WRITTEN INSTRUCTION:
Rewrite these lines as a Markdown table with the columns "Row" and "Line", numbering each line in order and leaving out any blank ones.

MATERIAL FOR THIS TASK:
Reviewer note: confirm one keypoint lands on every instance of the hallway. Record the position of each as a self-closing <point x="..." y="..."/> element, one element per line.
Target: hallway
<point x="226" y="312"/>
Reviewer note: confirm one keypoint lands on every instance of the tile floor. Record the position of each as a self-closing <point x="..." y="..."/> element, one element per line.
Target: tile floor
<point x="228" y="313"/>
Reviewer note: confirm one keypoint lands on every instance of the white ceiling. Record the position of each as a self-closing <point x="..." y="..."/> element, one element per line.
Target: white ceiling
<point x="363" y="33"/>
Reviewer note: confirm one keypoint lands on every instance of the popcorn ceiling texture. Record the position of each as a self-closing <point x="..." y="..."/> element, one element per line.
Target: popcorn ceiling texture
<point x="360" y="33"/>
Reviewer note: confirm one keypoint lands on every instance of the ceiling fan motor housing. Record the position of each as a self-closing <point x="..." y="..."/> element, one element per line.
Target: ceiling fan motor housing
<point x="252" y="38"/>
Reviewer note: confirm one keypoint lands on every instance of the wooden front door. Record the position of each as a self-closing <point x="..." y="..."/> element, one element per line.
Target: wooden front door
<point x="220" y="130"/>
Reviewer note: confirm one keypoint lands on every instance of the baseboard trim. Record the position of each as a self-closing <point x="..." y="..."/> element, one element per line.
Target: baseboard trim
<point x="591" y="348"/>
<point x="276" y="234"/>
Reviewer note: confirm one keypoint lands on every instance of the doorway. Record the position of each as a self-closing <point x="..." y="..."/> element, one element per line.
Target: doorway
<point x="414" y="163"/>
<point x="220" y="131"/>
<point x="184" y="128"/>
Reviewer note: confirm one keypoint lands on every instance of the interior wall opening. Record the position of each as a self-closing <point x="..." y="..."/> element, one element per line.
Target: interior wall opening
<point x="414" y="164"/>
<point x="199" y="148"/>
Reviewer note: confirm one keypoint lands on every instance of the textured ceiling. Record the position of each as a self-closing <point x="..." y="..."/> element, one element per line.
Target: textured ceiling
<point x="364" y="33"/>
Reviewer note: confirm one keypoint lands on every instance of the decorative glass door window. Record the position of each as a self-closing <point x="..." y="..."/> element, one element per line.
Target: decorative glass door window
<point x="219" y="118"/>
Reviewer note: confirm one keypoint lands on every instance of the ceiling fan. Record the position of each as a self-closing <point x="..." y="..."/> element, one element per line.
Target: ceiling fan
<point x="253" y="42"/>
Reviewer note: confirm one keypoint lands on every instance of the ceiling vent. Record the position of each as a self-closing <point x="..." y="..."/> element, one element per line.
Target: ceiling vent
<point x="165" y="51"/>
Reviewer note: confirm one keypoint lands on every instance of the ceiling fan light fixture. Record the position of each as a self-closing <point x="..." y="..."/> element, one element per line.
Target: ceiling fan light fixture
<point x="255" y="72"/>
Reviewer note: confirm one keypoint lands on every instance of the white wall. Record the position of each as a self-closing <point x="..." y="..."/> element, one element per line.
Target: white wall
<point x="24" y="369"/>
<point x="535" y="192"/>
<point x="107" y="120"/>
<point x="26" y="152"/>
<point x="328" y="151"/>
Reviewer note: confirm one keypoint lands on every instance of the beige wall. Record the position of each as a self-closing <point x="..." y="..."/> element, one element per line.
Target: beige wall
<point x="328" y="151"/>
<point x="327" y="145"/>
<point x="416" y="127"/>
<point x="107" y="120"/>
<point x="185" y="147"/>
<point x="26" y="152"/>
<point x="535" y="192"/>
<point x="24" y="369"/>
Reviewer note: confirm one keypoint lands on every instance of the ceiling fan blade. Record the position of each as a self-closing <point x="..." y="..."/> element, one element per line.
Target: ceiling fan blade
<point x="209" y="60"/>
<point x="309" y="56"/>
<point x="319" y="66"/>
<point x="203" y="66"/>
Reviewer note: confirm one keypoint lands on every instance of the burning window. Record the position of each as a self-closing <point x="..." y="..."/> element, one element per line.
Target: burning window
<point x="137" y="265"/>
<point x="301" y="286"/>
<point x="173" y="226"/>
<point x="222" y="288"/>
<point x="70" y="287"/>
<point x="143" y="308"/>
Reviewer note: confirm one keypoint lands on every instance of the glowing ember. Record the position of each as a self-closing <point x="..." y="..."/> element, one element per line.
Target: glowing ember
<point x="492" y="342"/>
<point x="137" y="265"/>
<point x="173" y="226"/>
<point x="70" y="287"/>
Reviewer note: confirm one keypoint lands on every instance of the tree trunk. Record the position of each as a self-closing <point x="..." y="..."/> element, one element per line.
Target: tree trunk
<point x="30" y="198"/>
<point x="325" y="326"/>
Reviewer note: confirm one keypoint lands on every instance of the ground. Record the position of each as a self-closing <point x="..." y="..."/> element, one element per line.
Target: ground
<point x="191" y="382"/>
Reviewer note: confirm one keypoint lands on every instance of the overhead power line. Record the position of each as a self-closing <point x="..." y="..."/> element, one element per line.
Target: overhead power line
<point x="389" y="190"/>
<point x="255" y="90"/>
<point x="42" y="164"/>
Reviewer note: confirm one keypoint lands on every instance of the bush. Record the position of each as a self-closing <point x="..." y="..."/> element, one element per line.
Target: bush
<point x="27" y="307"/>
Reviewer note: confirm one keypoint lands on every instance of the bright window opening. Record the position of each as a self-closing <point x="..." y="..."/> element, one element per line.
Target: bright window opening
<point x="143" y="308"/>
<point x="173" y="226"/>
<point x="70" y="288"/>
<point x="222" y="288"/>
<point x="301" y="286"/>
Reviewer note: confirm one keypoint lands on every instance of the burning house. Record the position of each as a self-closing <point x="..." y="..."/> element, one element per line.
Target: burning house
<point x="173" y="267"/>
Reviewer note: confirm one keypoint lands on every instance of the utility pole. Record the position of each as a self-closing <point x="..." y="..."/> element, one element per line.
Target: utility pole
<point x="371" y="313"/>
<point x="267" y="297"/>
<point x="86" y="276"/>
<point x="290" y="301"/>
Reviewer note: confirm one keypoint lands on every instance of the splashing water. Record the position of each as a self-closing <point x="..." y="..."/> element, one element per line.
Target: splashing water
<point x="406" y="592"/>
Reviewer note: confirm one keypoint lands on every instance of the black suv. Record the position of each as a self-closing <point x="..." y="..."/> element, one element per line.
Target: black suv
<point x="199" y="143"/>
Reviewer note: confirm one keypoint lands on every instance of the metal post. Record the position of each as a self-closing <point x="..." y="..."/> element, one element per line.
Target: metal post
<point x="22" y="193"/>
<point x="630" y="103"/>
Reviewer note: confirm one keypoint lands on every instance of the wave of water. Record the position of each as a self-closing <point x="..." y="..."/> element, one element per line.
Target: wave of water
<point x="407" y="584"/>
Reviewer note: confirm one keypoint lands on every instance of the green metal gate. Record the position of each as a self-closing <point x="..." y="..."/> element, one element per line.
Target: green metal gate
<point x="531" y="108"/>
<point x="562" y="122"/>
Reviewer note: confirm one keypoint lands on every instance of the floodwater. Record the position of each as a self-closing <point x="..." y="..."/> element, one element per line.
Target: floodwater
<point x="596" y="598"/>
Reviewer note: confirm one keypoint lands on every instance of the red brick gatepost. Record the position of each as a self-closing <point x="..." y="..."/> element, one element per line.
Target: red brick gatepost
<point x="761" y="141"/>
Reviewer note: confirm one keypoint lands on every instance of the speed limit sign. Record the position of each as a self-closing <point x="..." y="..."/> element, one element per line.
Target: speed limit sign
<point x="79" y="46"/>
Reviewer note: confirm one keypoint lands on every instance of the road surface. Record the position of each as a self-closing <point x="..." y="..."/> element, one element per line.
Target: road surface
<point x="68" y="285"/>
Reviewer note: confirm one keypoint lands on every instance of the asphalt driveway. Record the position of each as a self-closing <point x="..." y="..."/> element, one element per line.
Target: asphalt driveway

EXERCISE OUTPUT:
| Row | Line |
|---|---|
| 1 | Reviewer note: confirm one keypoint lands on every instance of the hallway. Record the position of each as a self-closing <point x="..." y="..."/> element, one element per line. |
| 2 | Target: hallway |
| 3 | <point x="226" y="312"/> |
| 4 | Reviewer note: confirm one keypoint lands on every instance of the tile floor. Record the position of each as a self-closing <point x="..." y="..."/> element, one element per line. |
| 5 | Target: tile floor |
| 6 | <point x="228" y="313"/> |
| 7 | Reviewer note: confirm one keypoint lands on every instance of the white ceiling. Record the position of each as a self-closing <point x="..." y="..."/> element, one element per line. |
| 8 | Target: white ceiling |
| 9 | <point x="363" y="33"/> |
| 10 | Reviewer note: confirm one keypoint lands on every instance of the popcorn ceiling texture. Record the position of each as a self-closing <point x="..." y="..."/> element, one element per line. |
| 11 | Target: popcorn ceiling texture |
| 12 | <point x="360" y="33"/> |
| 13 | Reviewer note: confirm one keypoint lands on every instance of the ceiling fan motor housing. Record the position of each as a self-closing <point x="..." y="..."/> element, one element per line. |
| 14 | Target: ceiling fan motor housing |
| 15 | <point x="252" y="38"/> |
| 16 | Reviewer note: confirm one keypoint lands on every instance of the wooden front door. Record the position of each as a self-closing <point x="..." y="..."/> element, one element per line. |
| 17 | Target: wooden front door |
| 18 | <point x="220" y="130"/> |
| 19 | Reviewer note: confirm one keypoint lands on every instance of the baseboard trim. Record the position of each as a self-closing <point x="..." y="..."/> element, one element per line. |
| 20 | Target: baseboard trim |
| 21 | <point x="591" y="348"/> |
| 22 | <point x="276" y="234"/> |
| 23 | Reviewer note: confirm one keypoint lands on every instance of the doorway. Record the position of each as a self-closing <point x="..." y="..."/> element, one element per line. |
| 24 | Target: doorway |
| 25 | <point x="414" y="163"/> |
| 26 | <point x="220" y="131"/> |
| 27 | <point x="184" y="128"/> |
| 28 | Reviewer note: confirm one keypoint lands on every instance of the interior wall opening. Record the position of each as a self-closing <point x="..." y="..."/> element, one element per line. |
| 29 | Target: interior wall opening |
| 30 | <point x="414" y="164"/> |
| 31 | <point x="199" y="148"/> |
| 32 | Reviewer note: confirm one keypoint lands on every instance of the textured ceiling. Record the position of each as a self-closing <point x="..." y="..."/> element, one element per line. |
| 33 | Target: textured ceiling |
| 34 | <point x="364" y="33"/> |
| 35 | Reviewer note: confirm one keypoint lands on every instance of the decorative glass door window. Record the position of each as a self-closing <point x="..." y="..."/> element, one element per line. |
| 36 | Target: decorative glass door window |
| 37 | <point x="219" y="118"/> |
| 38 | Reviewer note: confirm one keypoint lands on every instance of the ceiling fan. Record the position of each as a self-closing <point x="..." y="..."/> element, one element per line. |
| 39 | Target: ceiling fan |
| 40 | <point x="253" y="42"/> |
| 41 | Reviewer note: confirm one keypoint lands on every instance of the ceiling vent. Record the position of each as a self-closing <point x="..." y="..."/> element, one element per line. |
| 42 | Target: ceiling vent |
| 43 | <point x="165" y="51"/> |
| 44 | Reviewer note: confirm one keypoint lands on every instance of the ceiling fan light fixture. Record the position of each as a self-closing <point x="..." y="..."/> element, one element per line. |
| 45 | Target: ceiling fan light fixture |
| 46 | <point x="255" y="72"/> |
| 47 | Reviewer note: confirm one keypoint lands on every instance of the white wall. Record the position of each as a self-closing <point x="..." y="..."/> element, one element per line. |
| 48 | Target: white wall |
| 49 | <point x="24" y="369"/> |
| 50 | <point x="535" y="192"/> |
| 51 | <point x="107" y="120"/> |
| 52 | <point x="26" y="152"/> |
| 53 | <point x="328" y="151"/> |
| 54 | Reviewer note: confirm one keypoint lands on every instance of the beige wall. Record the position of each as a self-closing <point x="..." y="..."/> element, one element per line. |
| 55 | Target: beige wall |
| 56 | <point x="328" y="151"/> |
| 57 | <point x="327" y="145"/> |
| 58 | <point x="416" y="127"/> |
| 59 | <point x="107" y="120"/> |
| 60 | <point x="185" y="147"/> |
| 61 | <point x="26" y="152"/> |
| 62 | <point x="535" y="192"/> |
| 63 | <point x="24" y="369"/> |
| 64 | Reviewer note: confirm one keypoint lands on every instance of the ceiling fan blade. Record the position of each as a self-closing <point x="..." y="..."/> element, one element per line. |
| 65 | Target: ceiling fan blade |
| 66 | <point x="209" y="60"/> |
| 67 | <point x="309" y="56"/> |
| 68 | <point x="319" y="66"/> |
| 69 | <point x="203" y="66"/> |
| 70 | Reviewer note: confirm one keypoint lands on every instance of the burning window. Record the position of each as a self-closing <point x="..." y="..."/> element, one element per line. |
| 71 | Target: burning window |
| 72 | <point x="137" y="265"/> |
| 73 | <point x="301" y="286"/> |
| 74 | <point x="173" y="226"/> |
| 75 | <point x="222" y="288"/> |
| 76 | <point x="70" y="287"/> |
| 77 | <point x="143" y="308"/> |
| 78 | Reviewer note: confirm one keypoint lands on every instance of the glowing ember. Record the position of each as a self-closing <point x="..." y="..."/> element, one element per line. |
| 79 | Target: glowing ember |
| 80 | <point x="492" y="342"/> |
| 81 | <point x="137" y="265"/> |
| 82 | <point x="173" y="226"/> |
| 83 | <point x="70" y="287"/> |
| 84 | Reviewer note: confirm one keypoint lands on every instance of the tree trunk. Record the position of each as a self-closing <point x="..." y="..."/> element, one element per line. |
| 85 | Target: tree trunk |
| 86 | <point x="30" y="198"/> |
| 87 | <point x="325" y="326"/> |
| 88 | Reviewer note: confirm one keypoint lands on every instance of the ground. Record the position of each as a self-closing <point x="..." y="..."/> element, one element per line. |
| 89 | Target: ground |
| 90 | <point x="191" y="382"/> |
| 91 | Reviewer note: confirm one keypoint lands on every instance of the overhead power line. Record the position of each as a self-closing <point x="..." y="..."/> element, one element per line. |
| 92 | Target: overhead power line |
| 93 | <point x="389" y="190"/> |
| 94 | <point x="255" y="90"/> |
| 95 | <point x="42" y="164"/> |
| 96 | Reviewer note: confirm one keypoint lands on every instance of the bush. Record the position of each as a self-closing <point x="..." y="..."/> element, one element per line. |
| 97 | Target: bush |
| 98 | <point x="27" y="307"/> |
| 99 | Reviewer note: confirm one keypoint lands on every instance of the bright window opening. Record the position of each as a self-closing <point x="..." y="..."/> element, one element per line. |
| 100 | Target: bright window opening |
| 101 | <point x="143" y="308"/> |
| 102 | <point x="173" y="226"/> |
| 103 | <point x="70" y="288"/> |
| 104 | <point x="222" y="288"/> |
| 105 | <point x="301" y="286"/> |
| 106 | Reviewer note: confirm one keypoint lands on every instance of the burning house. Record the position of each as a self-closing <point x="..." y="..."/> element, one element per line. |
| 107 | Target: burning house |
| 108 | <point x="173" y="267"/> |
| 109 | Reviewer note: confirm one keypoint lands on every instance of the utility pole. Record the position of each as a self-closing <point x="..." y="..."/> element, one element per line. |
| 110 | Target: utility pole |
| 111 | <point x="371" y="313"/> |
| 112 | <point x="267" y="297"/> |
| 113 | <point x="86" y="276"/> |
| 114 | <point x="290" y="301"/> |
| 115 | Reviewer note: confirm one keypoint lands on every instance of the splashing water. Record the position of each as a self-closing <point x="..." y="..."/> element, one element per line. |
| 116 | Target: splashing water |
| 117 | <point x="406" y="592"/> |
| 118 | Reviewer note: confirm one keypoint lands on every instance of the black suv. Record the position of each as a self-closing <point x="..." y="..."/> element, one element per line. |
| 119 | Target: black suv |
| 120 | <point x="199" y="143"/> |
| 121 | Reviewer note: confirm one keypoint lands on every instance of the metal post. Record the position of each as a self-closing <point x="..." y="..."/> element, one element per line. |
| 122 | Target: metal post |
| 123 | <point x="22" y="193"/> |
| 124 | <point x="630" y="103"/> |
| 125 | Reviewer note: confirm one keypoint lands on every instance of the wave of water. Record the position of each as a self-closing <point x="..." y="..."/> element, one element per line. |
| 126 | Target: wave of water |
| 127 | <point x="407" y="584"/> |
| 128 | Reviewer note: confirm one keypoint lands on every instance of the green metal gate. Record the position of each as a self-closing <point x="..." y="..."/> element, one element per line. |
| 129 | Target: green metal gate |
| 130 | <point x="531" y="108"/> |
| 131 | <point x="562" y="122"/> |
| 132 | Reviewer note: confirm one keypoint lands on every instance of the floodwater. Record the position of each as a self-closing <point x="..." y="..."/> element, one element per line. |
| 133 | Target: floodwater |
| 134 | <point x="596" y="598"/> |
| 135 | Reviewer note: confirm one keypoint lands on every instance of the red brick gatepost. Record the position of each as a self-closing <point x="..." y="..."/> element, one element per line. |
| 136 | Target: red brick gatepost |
| 137 | <point x="761" y="141"/> |
| 138 | Reviewer note: confirm one keypoint lands on every instance of the speed limit sign. Record the position of each as a self-closing <point x="..." y="..."/> element, one element per line. |
| 139 | Target: speed limit sign |
| 140 | <point x="79" y="46"/> |
| 141 | Reviewer note: confirm one keypoint lands on every instance of the road surface. Record the position of each as a self-closing <point x="..." y="..."/> element, one element per line. |
| 142 | Target: road surface |
| 143 | <point x="68" y="285"/> |
| 144 | Reviewer note: confirm one keypoint lands on every instance of the asphalt driveway. Record the position of each as a self-closing <point x="..." y="..."/> element, one element per line. |
| 145 | Target: asphalt driveway |